* BEGIN DOCUMENT PASSAGE *
Assessing quality against spectral libraries

Assessing the quality of empirical Bayes, and the naive, spectrum-based and fragmentation tree-based target decoy databases was done by p-value estimation, and by testing q-value estimates against exact values using public MS/MS libraries. Evaluation can only be carried out when the true identity of all query compounds is known. To assess quality, we used high resolution reference spectra from the Agilent30, MassBank11, and GNPS libraries9. From GNPS and MassBank, only spectra that had the unfiltered spectrum in the public domain, that had SMILES or InChI structure annotations (line notations for describing chemical structure using short strings) and for which the precursor mass matched to the exact structure-based mass to within 10 p.p.m., were used for the assessment of the FDR estimations. As an initial test, we checked if p-values of false hits (false positive identifications) estimated by our methods are uniformly distributed31: The p-value of a spectrum match is the probability to randomly draw a result of this or better quality, under the null hypothesis for which a spectrum has been randomly generated. We observe a mostly uniform distribution of p-values, both for the empirical Bayes approach and the fragmentation tree-based target-decoy approach (Fig. 2a–f), corresponding to a quantile-quantile plot close to the main diagonal (Fig. 2d, h, Supplementary Fig. 1). This agrees with the distribution of p-values under the null hypothesis, and shows that our decoy databases are indeed representative models of the null hypothesis. In the p-value distribution, we observe heightened peaks close to 0 and 1; the heightened peak close to 0 is discussed below, whereas the heightened peak close to 1 is negligible for significance estimation.

Fig. 2
figure 2

Quality assessment for FDR estimations for Agilent query spectra to the GNPS library using MassBank scoring function. ah p-values. Distribution of p-values. For searching in the unfiltered target spectral library ad, p-values are estimated using the empirical Bayes approach. For searching the noise-filtered target spectral library, p-values are estimated using the fragmentation tree-based target-decoy approach eh. Distributions contain p-values from ten decoy spectral libraries. p-value distribution for both, true and false hits a, e, p-value distribution for true hits only b, f, and for false hits only c, g. By definition, the distribution of p-values for false hits has to be uniform, corresponding to the main diagonal in the p-value quantile-quantile (qq) plots d, h. The qq plots for the other methods are provided as Supplementary Fig. 1. i, j q-value plots for Agilent data (q-value plots for MassBank are provided as Supplementary Fig. 2). Estimated (y-axis) vs. true q-values (x-axis) in the unfiltered i and noise-filtered j version of the GNPS library. The small red line indicates cosine of 0.7. For the fragmentation tree-based method, we searched against the noise-filtered GNPS only, since this approach applies noise-filtering by design. The naive target-decoy approach can be seen as baseline method for comparison. For target-decoy methods, results were averaged over ten decoy spectral libraries (Supplementary Fig. 4)
* END DOCUMENT PASSAGE *
* BEGIN GIVEN DATA *
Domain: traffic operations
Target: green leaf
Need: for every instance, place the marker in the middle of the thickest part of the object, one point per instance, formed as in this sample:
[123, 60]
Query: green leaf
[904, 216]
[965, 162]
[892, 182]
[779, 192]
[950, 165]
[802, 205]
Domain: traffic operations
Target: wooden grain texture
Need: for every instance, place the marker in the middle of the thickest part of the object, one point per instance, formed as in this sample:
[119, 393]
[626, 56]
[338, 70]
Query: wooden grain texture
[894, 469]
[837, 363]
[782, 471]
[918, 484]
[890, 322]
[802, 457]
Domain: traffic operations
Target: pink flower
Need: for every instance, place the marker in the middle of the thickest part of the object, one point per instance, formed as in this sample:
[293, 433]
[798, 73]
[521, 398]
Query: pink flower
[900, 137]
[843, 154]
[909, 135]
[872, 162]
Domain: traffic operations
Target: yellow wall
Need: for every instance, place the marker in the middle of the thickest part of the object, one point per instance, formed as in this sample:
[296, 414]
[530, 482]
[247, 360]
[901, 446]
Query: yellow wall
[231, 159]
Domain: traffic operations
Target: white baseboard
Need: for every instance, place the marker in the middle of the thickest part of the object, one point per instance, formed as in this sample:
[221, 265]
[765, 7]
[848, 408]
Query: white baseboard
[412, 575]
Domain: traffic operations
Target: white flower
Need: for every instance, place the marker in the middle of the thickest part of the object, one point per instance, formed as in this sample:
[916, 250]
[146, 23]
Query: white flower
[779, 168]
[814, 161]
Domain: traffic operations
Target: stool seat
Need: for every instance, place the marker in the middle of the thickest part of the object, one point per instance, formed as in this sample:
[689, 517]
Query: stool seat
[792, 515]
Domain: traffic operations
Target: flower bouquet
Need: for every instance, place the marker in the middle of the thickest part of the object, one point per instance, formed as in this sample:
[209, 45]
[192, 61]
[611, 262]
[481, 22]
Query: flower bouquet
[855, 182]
* END GIVEN DATA *
_AIM OF THE TASK:_ How would the passage on assessing quality against spectral libraries continue after the Fig. 2 caption? Write the next part.

_OUTPUT BELOW:_
To evaluate the quality of estimated FDRs, we compared q-values of the four methods presented here with true q-values. In addition, we also assessed the impact of noise filtering on the quality of FDR estimation: Noise-filtering by fragmentation trees is accomplished by calculating a fragmentation tree that annotates some of the hypothetical fragment ions with molecular formulas32, 33; only these annotated fragment ions are kept, resulting in a cleaned spectrum that only keeps fragment ions that are well-supported by the fragmentation process. For the unfiltered target spectral library, empirical Bayes approach resulted in good estimates, whereas spectrum-based target decoy did not work as accurately (Fig. 2g, h): the empirical Bayes approach represented a good fit of the bisecting line, while the spectrum-based approach did not. For the noise-filtered target spectral library, the target-decoy methods except the naive method allow for accurate q-value estimates, and perform roughly on par (Fig. 2c). The naive method never results in accurate q-value estimates: Even for true q-values around 0.15, estimates are already close to 0. All methods tend to overestimate significance (estimated q-values are smaller than true q-values); in particular, estimates are close to zero for true q-values below 0.05. For some query compounds, not contained in the target database, there is a structurally similar isomer with similar fragmentation spectrum present in the target database (Supplementary Fig. 2). These wrong hits will receive relatively high scores and, hence, wrong hits in the target database are more frequent at top positions of the output list than hits in the decoy database, impeding accurate estimation for small q-values.

Results in Fig. 2g, h are for Agilent queries; see Supplementary Figure 3 for MassBank queries. To further evaluate the robustness of our estimates, we generate 10 decoy spectral libraries for each decoy method. Because generating decoy spectral libraries is a random process, q-values vary slightly between the 10 decoy spectral libraries; we found these variations to be negligible (Supplementary Fig. 4). Results in Fig. 2 present searching Q-TOF spectra using the MassBank scoring function. Results for the cosine similarity score were comparable (Supplementary Fig. 5). Furthermore, using Orbitrap MassBank spectra as queries yielded similar results (Supplementary Fig. 2).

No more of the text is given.